__TEXT EXCERPT__.

((

One issue to address is the problem of space adaptation through the design of multi-rank beamforming. Known approaches to such space adaptations for multiple-antenna systems include space-time coding, precoding and beamforming.
One area in which the aforementioned considerations have arisen is in UMTS Terrestrial Radio Access Network (UTRAN) and Evolved-UTRA, which call for higher user data rates and improved quality of service. A number of proposals have discussed and concluded the need for multiple-antenna systems to achieve the target spectral efficiency, throughput, and reliability of EUTRA. These proposals have considered different modes of operation applicable to different scenarios. The basic assumptions that vary among proposals include (i) using single stream versus multiple streams, (ii) scheduling one user at a time versus multiple users, (iii) having multiple streams per user versus a single stream per user, and (iv) coding across multiple streams versus using independent streams. A common factor among various downlink physical layer multiple-input-multiple-output (MIMO) proposals, however, is a feedback strategy to control the transmission rate and possibly vary the transmission strategy.

))

__ENTRIES SUPPLIED__.
((

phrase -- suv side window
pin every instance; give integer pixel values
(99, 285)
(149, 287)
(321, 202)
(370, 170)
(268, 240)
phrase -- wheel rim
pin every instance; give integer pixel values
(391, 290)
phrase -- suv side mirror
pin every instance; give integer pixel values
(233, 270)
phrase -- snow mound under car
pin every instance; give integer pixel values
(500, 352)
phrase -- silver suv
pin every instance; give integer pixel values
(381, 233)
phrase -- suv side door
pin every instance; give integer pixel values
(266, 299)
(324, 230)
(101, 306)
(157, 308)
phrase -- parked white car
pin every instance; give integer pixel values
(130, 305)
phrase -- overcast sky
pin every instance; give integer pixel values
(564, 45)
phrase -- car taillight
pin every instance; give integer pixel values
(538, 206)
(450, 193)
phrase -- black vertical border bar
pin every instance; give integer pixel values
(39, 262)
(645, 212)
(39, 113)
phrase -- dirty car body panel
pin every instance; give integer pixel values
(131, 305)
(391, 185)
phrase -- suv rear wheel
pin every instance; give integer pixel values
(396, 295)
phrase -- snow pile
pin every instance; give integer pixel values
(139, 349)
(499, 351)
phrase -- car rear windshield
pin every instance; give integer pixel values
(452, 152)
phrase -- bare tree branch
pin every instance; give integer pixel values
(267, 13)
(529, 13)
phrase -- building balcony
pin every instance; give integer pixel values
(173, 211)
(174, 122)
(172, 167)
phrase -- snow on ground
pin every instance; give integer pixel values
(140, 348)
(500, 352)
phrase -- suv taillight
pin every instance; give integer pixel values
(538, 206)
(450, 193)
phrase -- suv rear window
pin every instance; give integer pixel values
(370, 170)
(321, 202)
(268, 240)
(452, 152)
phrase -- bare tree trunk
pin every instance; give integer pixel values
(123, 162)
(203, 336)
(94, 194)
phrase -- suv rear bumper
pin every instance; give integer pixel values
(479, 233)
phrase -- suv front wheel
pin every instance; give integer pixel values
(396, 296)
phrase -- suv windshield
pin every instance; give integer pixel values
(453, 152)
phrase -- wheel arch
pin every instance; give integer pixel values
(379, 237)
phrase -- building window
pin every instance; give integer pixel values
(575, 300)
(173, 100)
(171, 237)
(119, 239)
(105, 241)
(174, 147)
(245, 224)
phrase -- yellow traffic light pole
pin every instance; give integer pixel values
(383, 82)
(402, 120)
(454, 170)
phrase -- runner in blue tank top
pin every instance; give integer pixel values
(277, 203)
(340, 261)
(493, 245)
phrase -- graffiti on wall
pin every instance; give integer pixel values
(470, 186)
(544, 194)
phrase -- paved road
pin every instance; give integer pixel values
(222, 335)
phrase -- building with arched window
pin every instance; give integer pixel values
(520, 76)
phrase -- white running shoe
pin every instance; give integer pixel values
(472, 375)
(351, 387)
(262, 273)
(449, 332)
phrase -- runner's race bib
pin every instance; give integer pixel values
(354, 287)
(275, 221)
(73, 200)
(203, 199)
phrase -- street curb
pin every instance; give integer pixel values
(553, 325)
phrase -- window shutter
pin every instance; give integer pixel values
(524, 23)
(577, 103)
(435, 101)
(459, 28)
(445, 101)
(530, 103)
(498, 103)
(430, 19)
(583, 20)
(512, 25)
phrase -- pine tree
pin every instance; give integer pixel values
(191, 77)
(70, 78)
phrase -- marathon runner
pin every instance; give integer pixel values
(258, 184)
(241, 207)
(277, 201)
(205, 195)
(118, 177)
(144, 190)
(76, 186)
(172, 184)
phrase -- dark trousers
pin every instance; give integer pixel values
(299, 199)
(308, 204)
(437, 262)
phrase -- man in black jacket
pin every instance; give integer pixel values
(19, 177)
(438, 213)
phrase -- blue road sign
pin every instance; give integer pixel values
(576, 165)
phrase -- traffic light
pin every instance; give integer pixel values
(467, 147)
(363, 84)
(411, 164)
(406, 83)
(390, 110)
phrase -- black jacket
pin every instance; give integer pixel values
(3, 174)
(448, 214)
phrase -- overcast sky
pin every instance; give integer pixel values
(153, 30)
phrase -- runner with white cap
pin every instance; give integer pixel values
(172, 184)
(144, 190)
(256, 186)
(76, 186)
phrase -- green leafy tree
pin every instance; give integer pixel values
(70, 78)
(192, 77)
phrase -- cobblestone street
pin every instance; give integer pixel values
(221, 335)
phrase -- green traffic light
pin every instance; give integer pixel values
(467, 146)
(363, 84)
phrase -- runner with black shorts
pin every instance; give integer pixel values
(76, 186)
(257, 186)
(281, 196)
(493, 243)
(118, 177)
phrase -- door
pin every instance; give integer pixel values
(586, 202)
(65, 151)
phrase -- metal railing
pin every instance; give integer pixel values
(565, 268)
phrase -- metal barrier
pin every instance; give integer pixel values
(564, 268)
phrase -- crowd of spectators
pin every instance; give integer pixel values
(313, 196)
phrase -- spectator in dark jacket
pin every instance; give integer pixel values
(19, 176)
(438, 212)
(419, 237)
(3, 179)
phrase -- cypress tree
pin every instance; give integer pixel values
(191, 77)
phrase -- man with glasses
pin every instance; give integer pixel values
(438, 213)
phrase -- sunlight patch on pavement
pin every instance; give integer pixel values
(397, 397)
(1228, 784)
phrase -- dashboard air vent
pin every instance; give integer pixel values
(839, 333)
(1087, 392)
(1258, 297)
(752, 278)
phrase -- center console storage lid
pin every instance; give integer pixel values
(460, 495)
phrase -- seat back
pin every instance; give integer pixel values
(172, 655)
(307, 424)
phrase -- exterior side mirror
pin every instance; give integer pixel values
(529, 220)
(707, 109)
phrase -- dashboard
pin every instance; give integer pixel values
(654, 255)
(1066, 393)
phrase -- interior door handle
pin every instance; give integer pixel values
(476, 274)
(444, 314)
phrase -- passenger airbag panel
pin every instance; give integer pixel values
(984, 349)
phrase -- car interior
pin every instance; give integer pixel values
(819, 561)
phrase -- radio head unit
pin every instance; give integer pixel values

))

Reproduce the passage on multiple-antenna systems word for word, starting with "One issue to" and going on through "precoding and beamforming.". The entries play no part in what follows.

__RESPONSE TO THIS TASK__.
One issue to address is the problem of space adaptation through the design of multi-rank beamforming. Known approaches to such space adaptations for multiple-antenna systems include space-time coding, precoding and beamforming.